◆ TEXTO EXTRAÍDO:
************

El anfitrión deja claro continuamente que su filosofía con los locales es la de darles los medios, los materiales y/o la financiación; pero nunca lo que exactamente necesitan.  Éste es el grave error que han cometido innumerables ONGs, creando una cultura de pedigüeños que obtienen lo que necesitan sin esfuerzo.  No hace mucho tiempo, el consejo de locales le pidió unas mesas para la escuela.  Mark les ofreció la madera y los tornillos que necesitaban, de forma que sólo tenían que poner la mano de obra.  Tristemente, la escuela continúa sin mesas.

En otra ocasión, una trabajadora del hotel le pidió un préstamo para comprar harina y así producir pan.  El negocio iba bastante bien y generaba beneficios que le permitían comprar más harina y ampliar poco a poco su “panadería”.  Al poco tiempo la mujer acudió a Mark pidiéndole dinero porque no tenía ni un gramo de harina.  Se había gastado todo en una pequeña televisión.  Contaba también una historia con similar moraleja de un “empresario” que empezó a construir ataúdes y los vendía en la ciudad.  Pronto le llegaron varios pedidos, con los que no pudo cumplir ya que no era justo que él estuviera trabajando mientras la mayoría de la aldea se reunía a charlar y jugar mancala a la sombra del baobab.

************

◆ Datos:
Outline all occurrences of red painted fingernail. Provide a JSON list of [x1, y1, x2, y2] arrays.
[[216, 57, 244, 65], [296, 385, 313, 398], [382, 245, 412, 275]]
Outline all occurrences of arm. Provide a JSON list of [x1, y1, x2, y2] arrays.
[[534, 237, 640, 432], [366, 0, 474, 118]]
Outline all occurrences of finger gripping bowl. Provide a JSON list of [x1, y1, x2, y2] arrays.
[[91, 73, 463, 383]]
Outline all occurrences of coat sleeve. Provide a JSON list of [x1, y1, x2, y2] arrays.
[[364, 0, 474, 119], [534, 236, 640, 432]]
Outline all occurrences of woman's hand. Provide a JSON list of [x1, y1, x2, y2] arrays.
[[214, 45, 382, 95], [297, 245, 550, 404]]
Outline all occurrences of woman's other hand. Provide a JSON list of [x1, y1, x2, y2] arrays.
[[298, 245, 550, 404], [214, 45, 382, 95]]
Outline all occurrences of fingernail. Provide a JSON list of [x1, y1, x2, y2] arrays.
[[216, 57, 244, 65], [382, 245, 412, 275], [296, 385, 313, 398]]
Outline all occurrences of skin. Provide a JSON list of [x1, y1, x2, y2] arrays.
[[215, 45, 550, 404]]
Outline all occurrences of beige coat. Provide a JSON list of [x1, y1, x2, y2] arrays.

************

◆ OBJETIVO DEL EJERCICIO: En el texto sobre la filosofía de Mark con los locales, ¿qué ofreció Mark al consejo de locales cuando le pidió unas mesas para la escuela? Responde en una sola oración, por favor. Los datos son un material independiente del texto.

◆ SOLUCIÓN: Les ofreció la madera y los tornillos que necesitaban.